**TASK DETAILS**
What you return must be the data below, word for word, without any images.
*** Begin section ***
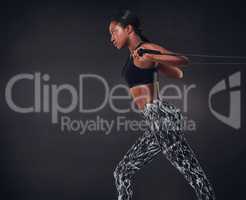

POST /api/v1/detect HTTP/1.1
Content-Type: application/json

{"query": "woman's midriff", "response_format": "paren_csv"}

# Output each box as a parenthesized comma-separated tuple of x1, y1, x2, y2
(129, 83, 155, 111)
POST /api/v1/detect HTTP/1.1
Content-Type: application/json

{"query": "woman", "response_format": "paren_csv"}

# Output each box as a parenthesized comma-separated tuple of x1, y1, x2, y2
(109, 9, 216, 200)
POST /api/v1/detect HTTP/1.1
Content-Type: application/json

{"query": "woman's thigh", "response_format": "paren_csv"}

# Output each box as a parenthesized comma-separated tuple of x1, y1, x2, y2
(115, 127, 161, 176)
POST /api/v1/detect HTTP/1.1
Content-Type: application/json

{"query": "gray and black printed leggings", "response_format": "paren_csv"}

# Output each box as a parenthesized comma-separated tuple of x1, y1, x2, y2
(113, 99, 216, 200)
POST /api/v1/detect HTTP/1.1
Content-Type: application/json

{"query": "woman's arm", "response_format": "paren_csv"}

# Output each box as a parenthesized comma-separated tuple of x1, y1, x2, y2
(133, 43, 190, 66)
(156, 62, 184, 79)
(132, 42, 187, 78)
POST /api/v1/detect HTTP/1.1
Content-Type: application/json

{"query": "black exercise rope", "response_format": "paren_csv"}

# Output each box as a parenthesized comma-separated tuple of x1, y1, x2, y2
(137, 48, 246, 65)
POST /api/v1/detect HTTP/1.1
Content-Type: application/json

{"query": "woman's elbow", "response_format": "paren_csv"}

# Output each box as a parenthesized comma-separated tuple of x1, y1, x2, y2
(158, 65, 184, 79)
(177, 70, 183, 79)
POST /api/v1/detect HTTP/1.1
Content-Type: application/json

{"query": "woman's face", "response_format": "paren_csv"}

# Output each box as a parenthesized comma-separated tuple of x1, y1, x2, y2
(109, 21, 129, 49)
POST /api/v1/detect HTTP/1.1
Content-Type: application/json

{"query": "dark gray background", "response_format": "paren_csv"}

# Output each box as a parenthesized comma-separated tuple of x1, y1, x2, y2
(0, 0, 245, 199)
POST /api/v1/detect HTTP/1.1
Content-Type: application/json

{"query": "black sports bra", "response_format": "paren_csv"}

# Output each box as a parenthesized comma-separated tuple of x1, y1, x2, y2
(121, 42, 157, 88)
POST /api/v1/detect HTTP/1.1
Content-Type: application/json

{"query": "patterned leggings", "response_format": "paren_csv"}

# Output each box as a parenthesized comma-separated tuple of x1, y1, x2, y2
(113, 99, 216, 200)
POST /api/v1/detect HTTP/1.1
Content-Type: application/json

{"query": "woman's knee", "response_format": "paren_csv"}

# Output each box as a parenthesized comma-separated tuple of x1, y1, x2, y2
(113, 165, 121, 180)
(113, 162, 126, 181)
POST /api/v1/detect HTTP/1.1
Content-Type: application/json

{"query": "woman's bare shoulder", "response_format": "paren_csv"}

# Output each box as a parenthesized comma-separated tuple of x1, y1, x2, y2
(141, 42, 171, 53)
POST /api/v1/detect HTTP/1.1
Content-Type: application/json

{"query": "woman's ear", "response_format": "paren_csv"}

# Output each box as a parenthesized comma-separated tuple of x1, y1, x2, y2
(126, 24, 134, 34)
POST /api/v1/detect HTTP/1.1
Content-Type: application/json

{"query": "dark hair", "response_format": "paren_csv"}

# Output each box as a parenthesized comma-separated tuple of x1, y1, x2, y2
(109, 9, 150, 42)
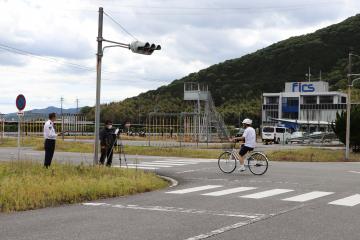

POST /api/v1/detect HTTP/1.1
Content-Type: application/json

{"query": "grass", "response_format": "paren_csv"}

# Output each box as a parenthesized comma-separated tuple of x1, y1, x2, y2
*** End section ***
**ANSWER TO THIS TASK**
POST /api/v1/detect HTTP/1.1
Content-Type: application/json

{"query": "woman's midriff", "response_format": "paren_csv"}

# Output each box as a parenthesized comma-separated tuple of x1, y1, x2, y2
(129, 83, 155, 111)
POST /api/v1/detect HTTP/1.1
Content-Type: application/json

{"query": "woman", "response_format": "paren_csv"}

# Output each box as a parenthesized comma-separated tuple of x1, y1, x2, y2
(109, 9, 216, 200)
POST /api/v1/detect HTTP/1.1
Content-Type: application/json

{"query": "woman's thigh", "response_format": "paren_csv"}

# Output each box as a parenthesized comma-separated tuple of x1, y1, x2, y2
(115, 127, 161, 176)
POST /api/v1/detect HTTP/1.1
Content-Type: application/json

{"query": "gray and black printed leggings", "response_format": "paren_csv"}

# Output each box as a parenthesized comma-separated tuple of x1, y1, x2, y2
(113, 99, 216, 200)
POST /api/v1/detect HTTP/1.1
Content-Type: application/json

{"query": "woman's arm", "response_format": "paren_csv"}

# Output each box as a parenthesized comma-separated tuple of x1, y1, x2, y2
(133, 43, 190, 66)
(156, 62, 184, 79)
(132, 42, 187, 78)
POST /api/v1/detect HTTP/1.1
Content-Type: application/json

{"query": "black exercise rope", "response_format": "paren_csv"}

# Output each box as a parenthesized comma-separated tuple of x1, y1, x2, y2
(137, 48, 246, 65)
POST /api/v1/detect HTTP/1.1
Content-Type: application/json

{"query": "woman's elbow", "response_format": "paren_csv"}

# Output each box as a parenthesized comma-separated tuple of x1, y1, x2, y2
(158, 65, 184, 79)
(177, 70, 183, 79)
POST /api/v1/detect HTTP/1.1
Content-Type: application/json

{"query": "woman's face", "response_format": "paren_csv"}

# Output each box as a parenthesized comma-separated tuple of x1, y1, x2, y2
(109, 21, 129, 49)
POST /api/v1/detect HTTP/1.1
Content-Type: application/json

{"query": "dark gray background", "response_format": "paren_csv"}

# Output each box as a parenthesized comma-separated tuple of x1, y1, x2, y2
(0, 0, 245, 199)
POST /api/v1/detect HTTP/1.1
Content-Type: application/json

{"query": "black sports bra", "response_format": "paren_csv"}

# Output each box as a parenthesized comma-separated tuple of x1, y1, x2, y2
(121, 42, 157, 88)
POST /api/v1/detect HTTP/1.1
Content-Type: application/json

{"query": "patterned leggings", "response_format": "paren_csv"}

# Output each box as a parenthesized comma-separated tuple of x1, y1, x2, y2
(113, 99, 216, 200)
POST /api/v1/detect HTTP/1.1
Content-Type: application/json

{"query": "woman's knee", "response_format": "paren_csv"}

# Output each box as a parenthesized comma-separated tuple of x1, y1, x2, y2
(113, 165, 121, 180)
(113, 162, 126, 181)
POST /api/v1/detect HTTP/1.1
Content-Type: application/json

{"query": "woman's bare shoulder", "response_format": "paren_csv"}

# Output each box as a parenthesized comma-separated tuple of x1, y1, x2, y2
(141, 42, 171, 53)
POST /api/v1/detect HTTP/1.1
Content-Type: application/json

{"query": "woman's ear", "response_format": "paren_csv"}

# Output each box as a parenthesized comma-separated tuple of x1, y1, x2, y2
(126, 24, 134, 34)
POST /api/v1/detect HTTP/1.1
Content-Type: application/json

{"query": "dark hair", "response_format": "paren_csv"}

# Output each box as a parenthesized comma-separated tuple of x1, y1, x2, y2
(109, 9, 150, 42)

POST /api/v1/detect HTTP/1.1
Content-Type: application/json

{"query": "grass", "response_format": "paren_csv"}

# Output each box as a parenthesized comma-separated tuple of x1, y1, x2, y2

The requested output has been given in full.